— Start SUPPLIED MATERIAL —

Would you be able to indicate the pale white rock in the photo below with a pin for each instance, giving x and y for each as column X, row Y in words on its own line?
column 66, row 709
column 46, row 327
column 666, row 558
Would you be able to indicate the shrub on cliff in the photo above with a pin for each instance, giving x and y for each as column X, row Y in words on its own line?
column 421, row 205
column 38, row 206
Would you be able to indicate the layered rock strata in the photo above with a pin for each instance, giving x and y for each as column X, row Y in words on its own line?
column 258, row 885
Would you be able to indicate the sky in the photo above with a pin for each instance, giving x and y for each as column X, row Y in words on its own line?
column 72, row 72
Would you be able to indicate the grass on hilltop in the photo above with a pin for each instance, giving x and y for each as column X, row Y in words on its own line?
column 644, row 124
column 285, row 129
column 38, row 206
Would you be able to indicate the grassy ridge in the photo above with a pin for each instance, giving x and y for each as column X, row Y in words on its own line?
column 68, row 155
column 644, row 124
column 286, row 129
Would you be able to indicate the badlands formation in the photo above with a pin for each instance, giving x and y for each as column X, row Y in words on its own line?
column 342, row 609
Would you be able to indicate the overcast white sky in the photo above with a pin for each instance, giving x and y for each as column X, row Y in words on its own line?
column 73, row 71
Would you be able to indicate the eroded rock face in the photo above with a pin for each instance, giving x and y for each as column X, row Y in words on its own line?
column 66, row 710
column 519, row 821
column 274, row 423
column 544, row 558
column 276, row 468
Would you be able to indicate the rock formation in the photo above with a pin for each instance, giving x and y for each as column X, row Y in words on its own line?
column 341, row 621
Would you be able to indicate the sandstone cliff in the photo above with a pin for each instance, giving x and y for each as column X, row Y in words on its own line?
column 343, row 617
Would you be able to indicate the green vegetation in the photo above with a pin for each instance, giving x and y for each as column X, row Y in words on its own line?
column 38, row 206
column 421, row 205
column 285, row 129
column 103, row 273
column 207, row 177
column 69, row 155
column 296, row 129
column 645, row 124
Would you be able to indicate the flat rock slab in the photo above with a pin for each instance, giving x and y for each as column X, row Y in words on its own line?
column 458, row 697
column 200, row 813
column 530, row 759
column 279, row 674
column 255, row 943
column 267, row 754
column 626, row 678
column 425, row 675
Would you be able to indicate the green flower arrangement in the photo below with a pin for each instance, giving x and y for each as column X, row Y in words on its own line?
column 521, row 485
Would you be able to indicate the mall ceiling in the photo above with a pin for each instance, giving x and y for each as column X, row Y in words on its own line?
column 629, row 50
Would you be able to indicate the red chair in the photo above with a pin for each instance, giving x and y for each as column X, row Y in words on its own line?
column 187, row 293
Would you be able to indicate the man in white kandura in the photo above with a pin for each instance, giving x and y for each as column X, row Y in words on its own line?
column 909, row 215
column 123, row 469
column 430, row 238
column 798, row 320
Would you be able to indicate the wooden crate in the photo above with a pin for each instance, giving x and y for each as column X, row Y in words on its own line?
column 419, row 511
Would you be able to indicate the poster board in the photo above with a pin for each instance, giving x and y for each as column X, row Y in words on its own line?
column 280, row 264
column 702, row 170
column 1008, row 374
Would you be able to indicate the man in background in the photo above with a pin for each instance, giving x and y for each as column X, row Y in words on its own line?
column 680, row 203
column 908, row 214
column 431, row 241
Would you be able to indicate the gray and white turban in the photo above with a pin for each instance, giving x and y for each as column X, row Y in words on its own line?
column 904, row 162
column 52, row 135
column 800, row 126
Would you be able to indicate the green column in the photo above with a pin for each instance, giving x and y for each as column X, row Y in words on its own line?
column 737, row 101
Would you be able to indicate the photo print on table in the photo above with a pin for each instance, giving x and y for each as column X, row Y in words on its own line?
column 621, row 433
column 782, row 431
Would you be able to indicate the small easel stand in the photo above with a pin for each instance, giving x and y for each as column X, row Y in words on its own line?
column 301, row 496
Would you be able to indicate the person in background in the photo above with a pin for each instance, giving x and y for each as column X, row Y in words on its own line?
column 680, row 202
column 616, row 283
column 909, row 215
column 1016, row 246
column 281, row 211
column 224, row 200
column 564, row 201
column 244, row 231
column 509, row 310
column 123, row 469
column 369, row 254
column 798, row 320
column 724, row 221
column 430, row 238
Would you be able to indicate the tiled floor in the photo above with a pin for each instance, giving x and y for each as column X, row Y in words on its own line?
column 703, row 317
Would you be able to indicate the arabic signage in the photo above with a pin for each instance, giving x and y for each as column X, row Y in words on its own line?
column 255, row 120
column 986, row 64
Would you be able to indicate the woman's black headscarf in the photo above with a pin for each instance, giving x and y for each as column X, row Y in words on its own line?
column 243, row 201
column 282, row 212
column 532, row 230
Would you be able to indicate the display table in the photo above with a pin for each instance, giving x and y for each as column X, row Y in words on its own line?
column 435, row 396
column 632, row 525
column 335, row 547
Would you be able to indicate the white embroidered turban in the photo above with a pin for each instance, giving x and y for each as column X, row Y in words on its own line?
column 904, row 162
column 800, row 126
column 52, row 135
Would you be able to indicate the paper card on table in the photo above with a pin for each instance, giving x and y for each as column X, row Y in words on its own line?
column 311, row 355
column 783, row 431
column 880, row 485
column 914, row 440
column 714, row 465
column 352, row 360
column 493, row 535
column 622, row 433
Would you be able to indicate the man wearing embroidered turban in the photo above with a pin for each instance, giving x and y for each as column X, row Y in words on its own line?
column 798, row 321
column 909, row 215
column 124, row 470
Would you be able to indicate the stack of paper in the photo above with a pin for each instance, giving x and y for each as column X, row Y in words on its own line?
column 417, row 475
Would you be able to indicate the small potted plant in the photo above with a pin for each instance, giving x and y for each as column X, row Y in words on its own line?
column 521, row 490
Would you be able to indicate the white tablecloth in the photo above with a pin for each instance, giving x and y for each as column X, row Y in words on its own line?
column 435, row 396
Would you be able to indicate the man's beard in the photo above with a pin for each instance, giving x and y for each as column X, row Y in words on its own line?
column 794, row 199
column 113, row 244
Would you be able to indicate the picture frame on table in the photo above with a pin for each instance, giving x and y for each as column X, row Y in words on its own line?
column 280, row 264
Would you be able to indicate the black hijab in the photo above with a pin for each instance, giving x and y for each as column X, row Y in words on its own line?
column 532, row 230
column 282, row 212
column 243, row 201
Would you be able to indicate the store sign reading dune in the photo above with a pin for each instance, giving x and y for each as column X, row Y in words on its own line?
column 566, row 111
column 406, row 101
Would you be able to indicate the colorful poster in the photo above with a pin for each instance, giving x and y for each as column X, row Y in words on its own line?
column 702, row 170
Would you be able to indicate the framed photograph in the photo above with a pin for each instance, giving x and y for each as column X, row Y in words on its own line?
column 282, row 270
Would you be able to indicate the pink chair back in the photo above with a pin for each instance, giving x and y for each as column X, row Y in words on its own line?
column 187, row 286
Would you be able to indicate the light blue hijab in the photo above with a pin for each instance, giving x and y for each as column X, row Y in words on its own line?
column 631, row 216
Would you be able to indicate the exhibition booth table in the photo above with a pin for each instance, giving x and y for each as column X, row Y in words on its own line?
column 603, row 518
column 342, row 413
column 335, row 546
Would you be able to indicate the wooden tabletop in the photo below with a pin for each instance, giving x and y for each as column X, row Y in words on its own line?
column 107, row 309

— End SUPPLIED MATERIAL —

◆ INSTRUCTIONS TO FOLLOW: Only the lines from the one containing "Would you be able to indicate the store" through the end of the material should be reproduced, exactly, with both ends included.

◆ EXERCISE RESULT:
Would you be able to indicate the store sign reading dune in the photo above with a pin for each instance, giving x and y for each as column X, row Y in words on its own line?
column 566, row 111
column 406, row 101
Would you be able to indicate the colorful poster in the photo above with a pin for each instance, giving x and y for each as column X, row Y in words on its own line?
column 702, row 170
Would you be able to indicate the framed photograph in the photo above with a pin for each instance, giving x and y for each as column X, row Y in words on its own line?
column 282, row 270
Would you be able to indicate the pink chair back in the photo above with a pin for each instance, giving x and y for each as column X, row Y in words on its own line?
column 187, row 286
Would you be able to indicate the light blue hijab in the photo above with a pin for each instance, giving x and y for each as column X, row Y in words on its own line?
column 631, row 216
Would you be able to indicate the exhibition booth table in the photo above with a pin for each instance, giving x and y for each as column X, row Y in words on its own line?
column 603, row 518
column 342, row 413
column 335, row 546
Would you be able to indicate the wooden tabletop in the photo below with a pin for each instance, giving x and y for each as column X, row Y in words on its own line?
column 107, row 309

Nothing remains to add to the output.